**Rows**
──────────

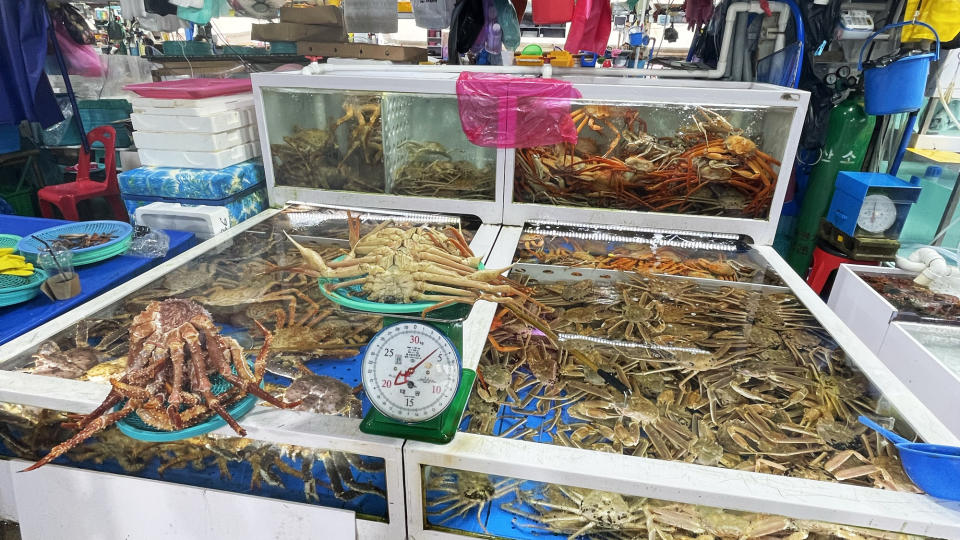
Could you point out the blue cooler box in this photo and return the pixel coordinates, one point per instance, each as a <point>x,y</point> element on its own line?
<point>241,188</point>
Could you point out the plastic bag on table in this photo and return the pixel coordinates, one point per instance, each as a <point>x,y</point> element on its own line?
<point>81,59</point>
<point>587,32</point>
<point>514,112</point>
<point>149,243</point>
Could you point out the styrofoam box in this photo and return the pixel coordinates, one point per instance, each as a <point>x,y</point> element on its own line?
<point>199,160</point>
<point>204,221</point>
<point>215,123</point>
<point>193,107</point>
<point>860,307</point>
<point>206,142</point>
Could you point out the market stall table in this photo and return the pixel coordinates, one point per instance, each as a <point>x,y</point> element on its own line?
<point>94,278</point>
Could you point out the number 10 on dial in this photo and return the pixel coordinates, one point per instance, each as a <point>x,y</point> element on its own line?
<point>411,372</point>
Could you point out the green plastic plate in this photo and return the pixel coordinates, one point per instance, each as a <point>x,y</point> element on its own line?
<point>134,427</point>
<point>360,304</point>
<point>17,289</point>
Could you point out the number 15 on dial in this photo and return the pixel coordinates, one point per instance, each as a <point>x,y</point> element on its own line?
<point>411,372</point>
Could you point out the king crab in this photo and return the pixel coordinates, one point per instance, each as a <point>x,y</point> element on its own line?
<point>174,347</point>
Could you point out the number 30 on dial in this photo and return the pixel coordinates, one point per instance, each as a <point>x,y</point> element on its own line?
<point>411,372</point>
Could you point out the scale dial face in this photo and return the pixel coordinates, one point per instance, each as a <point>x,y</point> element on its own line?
<point>877,214</point>
<point>411,372</point>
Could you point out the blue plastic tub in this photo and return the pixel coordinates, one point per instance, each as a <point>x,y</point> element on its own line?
<point>240,188</point>
<point>897,87</point>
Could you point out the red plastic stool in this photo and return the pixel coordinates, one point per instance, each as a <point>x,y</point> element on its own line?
<point>826,260</point>
<point>66,196</point>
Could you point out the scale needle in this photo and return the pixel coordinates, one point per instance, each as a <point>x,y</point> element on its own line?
<point>408,373</point>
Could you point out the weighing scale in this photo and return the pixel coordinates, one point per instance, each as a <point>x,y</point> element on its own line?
<point>412,373</point>
<point>412,369</point>
<point>867,213</point>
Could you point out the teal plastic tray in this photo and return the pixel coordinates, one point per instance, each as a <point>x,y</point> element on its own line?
<point>30,247</point>
<point>134,427</point>
<point>17,289</point>
<point>353,302</point>
<point>9,240</point>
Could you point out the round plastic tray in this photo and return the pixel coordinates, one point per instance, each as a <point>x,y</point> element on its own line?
<point>17,289</point>
<point>360,304</point>
<point>9,240</point>
<point>134,427</point>
<point>29,247</point>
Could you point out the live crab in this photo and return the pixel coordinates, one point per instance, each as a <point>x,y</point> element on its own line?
<point>174,347</point>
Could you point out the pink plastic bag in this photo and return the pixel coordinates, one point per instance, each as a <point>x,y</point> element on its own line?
<point>515,112</point>
<point>590,28</point>
<point>81,60</point>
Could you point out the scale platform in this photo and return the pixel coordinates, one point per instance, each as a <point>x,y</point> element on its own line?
<point>861,248</point>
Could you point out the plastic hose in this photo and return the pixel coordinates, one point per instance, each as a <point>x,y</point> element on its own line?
<point>929,262</point>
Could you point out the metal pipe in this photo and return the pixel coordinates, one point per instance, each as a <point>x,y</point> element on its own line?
<point>904,140</point>
<point>66,82</point>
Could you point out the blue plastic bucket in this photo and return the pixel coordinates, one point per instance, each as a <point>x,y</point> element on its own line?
<point>897,87</point>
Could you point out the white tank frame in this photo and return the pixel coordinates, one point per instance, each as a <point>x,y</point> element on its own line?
<point>263,424</point>
<point>696,484</point>
<point>402,81</point>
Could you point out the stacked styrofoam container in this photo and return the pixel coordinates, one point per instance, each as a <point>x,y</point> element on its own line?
<point>208,133</point>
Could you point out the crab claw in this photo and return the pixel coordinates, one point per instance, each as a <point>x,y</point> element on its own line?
<point>488,274</point>
<point>312,257</point>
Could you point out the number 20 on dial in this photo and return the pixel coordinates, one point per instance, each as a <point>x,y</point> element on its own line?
<point>411,372</point>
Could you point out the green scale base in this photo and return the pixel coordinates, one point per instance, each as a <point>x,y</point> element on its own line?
<point>441,429</point>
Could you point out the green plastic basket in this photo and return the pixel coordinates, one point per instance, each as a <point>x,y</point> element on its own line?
<point>30,247</point>
<point>360,304</point>
<point>17,289</point>
<point>134,427</point>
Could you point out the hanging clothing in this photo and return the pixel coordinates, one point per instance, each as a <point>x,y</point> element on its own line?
<point>130,9</point>
<point>25,92</point>
<point>698,13</point>
<point>77,26</point>
<point>160,7</point>
<point>151,22</point>
<point>590,28</point>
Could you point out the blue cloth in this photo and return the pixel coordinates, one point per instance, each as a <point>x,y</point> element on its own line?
<point>25,92</point>
<point>95,279</point>
<point>201,184</point>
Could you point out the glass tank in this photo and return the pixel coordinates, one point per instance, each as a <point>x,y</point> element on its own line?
<point>375,142</point>
<point>501,507</point>
<point>280,471</point>
<point>660,157</point>
<point>726,374</point>
<point>913,301</point>
<point>943,342</point>
<point>245,285</point>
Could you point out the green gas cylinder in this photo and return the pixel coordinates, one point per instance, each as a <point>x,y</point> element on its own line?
<point>848,135</point>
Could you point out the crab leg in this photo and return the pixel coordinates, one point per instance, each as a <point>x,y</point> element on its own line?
<point>94,427</point>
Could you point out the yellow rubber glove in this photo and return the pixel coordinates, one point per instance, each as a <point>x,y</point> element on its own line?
<point>942,15</point>
<point>14,265</point>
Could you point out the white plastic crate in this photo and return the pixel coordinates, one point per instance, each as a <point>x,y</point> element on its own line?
<point>199,160</point>
<point>193,107</point>
<point>215,123</point>
<point>204,221</point>
<point>860,307</point>
<point>206,142</point>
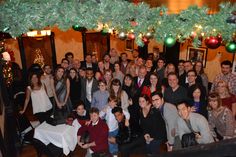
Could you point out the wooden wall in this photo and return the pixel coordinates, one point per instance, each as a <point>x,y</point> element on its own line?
<point>72,41</point>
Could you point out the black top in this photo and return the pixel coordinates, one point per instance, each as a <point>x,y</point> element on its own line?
<point>75,91</point>
<point>154,125</point>
<point>175,97</point>
<point>124,134</point>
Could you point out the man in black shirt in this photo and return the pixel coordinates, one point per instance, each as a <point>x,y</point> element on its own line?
<point>174,93</point>
<point>128,140</point>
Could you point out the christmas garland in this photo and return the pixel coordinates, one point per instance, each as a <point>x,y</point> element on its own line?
<point>19,16</point>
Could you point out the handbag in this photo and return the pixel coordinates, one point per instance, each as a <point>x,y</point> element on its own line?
<point>189,139</point>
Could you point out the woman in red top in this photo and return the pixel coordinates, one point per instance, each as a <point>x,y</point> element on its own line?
<point>153,87</point>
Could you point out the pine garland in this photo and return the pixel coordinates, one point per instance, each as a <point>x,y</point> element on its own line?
<point>19,16</point>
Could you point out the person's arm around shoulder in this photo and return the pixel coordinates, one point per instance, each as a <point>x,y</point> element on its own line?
<point>204,129</point>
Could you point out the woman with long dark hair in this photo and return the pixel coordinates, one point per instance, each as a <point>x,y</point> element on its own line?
<point>61,91</point>
<point>40,101</point>
<point>74,87</point>
<point>152,124</point>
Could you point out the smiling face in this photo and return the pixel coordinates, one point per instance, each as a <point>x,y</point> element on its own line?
<point>128,81</point>
<point>225,69</point>
<point>89,74</point>
<point>119,116</point>
<point>94,117</point>
<point>191,76</point>
<point>197,93</point>
<point>60,73</point>
<point>80,110</point>
<point>73,73</point>
<point>143,103</point>
<point>213,103</point>
<point>173,81</point>
<point>102,86</point>
<point>183,111</point>
<point>157,101</point>
<point>153,80</point>
<point>34,79</point>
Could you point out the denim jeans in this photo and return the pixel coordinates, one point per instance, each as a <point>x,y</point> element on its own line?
<point>113,148</point>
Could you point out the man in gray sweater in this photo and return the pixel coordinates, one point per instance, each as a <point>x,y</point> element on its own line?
<point>198,123</point>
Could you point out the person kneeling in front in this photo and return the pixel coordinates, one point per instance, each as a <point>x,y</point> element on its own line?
<point>98,135</point>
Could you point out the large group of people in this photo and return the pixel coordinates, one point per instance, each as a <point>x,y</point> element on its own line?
<point>128,106</point>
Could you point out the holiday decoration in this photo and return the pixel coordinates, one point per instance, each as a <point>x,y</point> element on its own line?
<point>131,36</point>
<point>213,42</point>
<point>231,47</point>
<point>145,40</point>
<point>232,19</point>
<point>149,35</point>
<point>76,27</point>
<point>122,35</point>
<point>17,19</point>
<point>5,61</point>
<point>169,41</point>
<point>39,59</point>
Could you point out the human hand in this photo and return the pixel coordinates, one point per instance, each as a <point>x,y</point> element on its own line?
<point>130,101</point>
<point>112,140</point>
<point>197,135</point>
<point>80,144</point>
<point>22,112</point>
<point>193,109</point>
<point>85,146</point>
<point>87,122</point>
<point>147,137</point>
<point>127,122</point>
<point>169,147</point>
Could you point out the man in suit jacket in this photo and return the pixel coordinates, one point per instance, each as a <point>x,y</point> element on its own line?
<point>140,81</point>
<point>88,63</point>
<point>88,86</point>
<point>170,115</point>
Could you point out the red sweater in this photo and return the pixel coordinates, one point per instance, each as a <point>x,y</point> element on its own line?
<point>98,133</point>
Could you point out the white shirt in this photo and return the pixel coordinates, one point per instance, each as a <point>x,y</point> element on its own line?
<point>40,100</point>
<point>47,82</point>
<point>89,90</point>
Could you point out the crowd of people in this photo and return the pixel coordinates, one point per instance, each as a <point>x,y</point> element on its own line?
<point>128,106</point>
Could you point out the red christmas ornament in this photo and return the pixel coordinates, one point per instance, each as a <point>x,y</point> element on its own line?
<point>145,40</point>
<point>213,42</point>
<point>133,23</point>
<point>131,36</point>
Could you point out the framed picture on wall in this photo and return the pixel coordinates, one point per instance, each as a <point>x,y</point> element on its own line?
<point>234,65</point>
<point>129,45</point>
<point>197,54</point>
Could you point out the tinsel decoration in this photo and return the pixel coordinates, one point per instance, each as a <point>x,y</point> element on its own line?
<point>7,73</point>
<point>149,35</point>
<point>17,19</point>
<point>231,47</point>
<point>213,42</point>
<point>131,36</point>
<point>169,41</point>
<point>122,35</point>
<point>39,59</point>
<point>232,19</point>
<point>5,57</point>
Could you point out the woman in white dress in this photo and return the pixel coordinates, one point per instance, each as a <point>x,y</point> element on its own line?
<point>41,104</point>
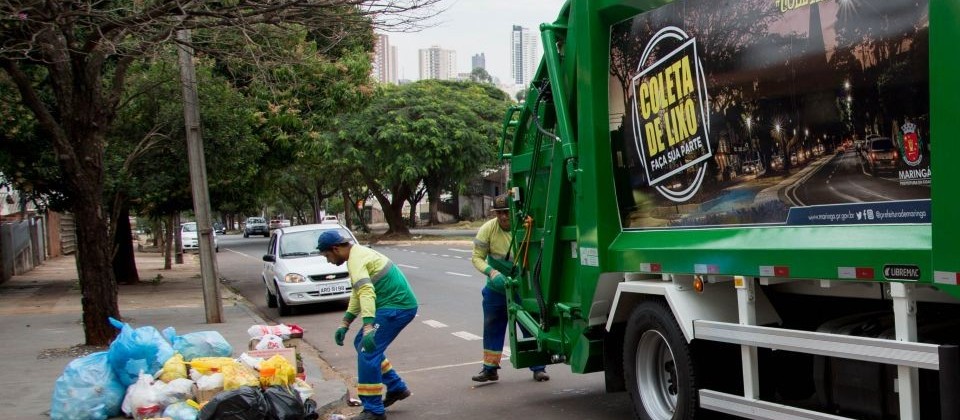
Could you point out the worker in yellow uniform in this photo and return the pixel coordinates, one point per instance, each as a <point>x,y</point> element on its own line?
<point>493,243</point>
<point>383,299</point>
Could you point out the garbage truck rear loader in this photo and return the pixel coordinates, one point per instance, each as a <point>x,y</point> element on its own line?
<point>738,206</point>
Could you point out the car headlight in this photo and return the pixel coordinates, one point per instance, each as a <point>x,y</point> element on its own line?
<point>294,278</point>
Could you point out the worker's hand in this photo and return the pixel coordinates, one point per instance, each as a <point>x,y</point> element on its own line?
<point>369,334</point>
<point>497,282</point>
<point>340,335</point>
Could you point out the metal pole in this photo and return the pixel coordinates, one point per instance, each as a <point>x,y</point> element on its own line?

──────────

**Problem statement**
Nothing but the lines from the one holding "Could you point out the woman in white" through the last line of the entries should be written out, exactly and inclusively, minus the pictures.

**Response**
Could you point out the woman in white dress in this photo and return the pixel coordinates, one point per instance, each as a <point>x,y</point> element on its own line?
<point>41,104</point>
Could you point out the worker in yellow uniform in this photo and return the pixel coordinates, one point per instance, each as a <point>x,y</point> element on its own line?
<point>493,243</point>
<point>383,299</point>
Could you point out the garbage truck rear loader in this photo and return the pixel coordinates, one point per instance, each as a <point>x,y</point> element on its own line?
<point>738,206</point>
Could you point out the car headlight in this photo and return the pixel coordinates, one point per instance, each as a <point>x,y</point> element on its own line?
<point>294,278</point>
Could you point out the worker's hand in this photo and return the pixel coordinates, one point per instance, each as a <point>x,y</point> element on its own line?
<point>369,334</point>
<point>497,282</point>
<point>340,335</point>
Could you point out the metal pole in this photo and return the pixel coordinates, one point per instance, each as a <point>x,y</point> element on its own line?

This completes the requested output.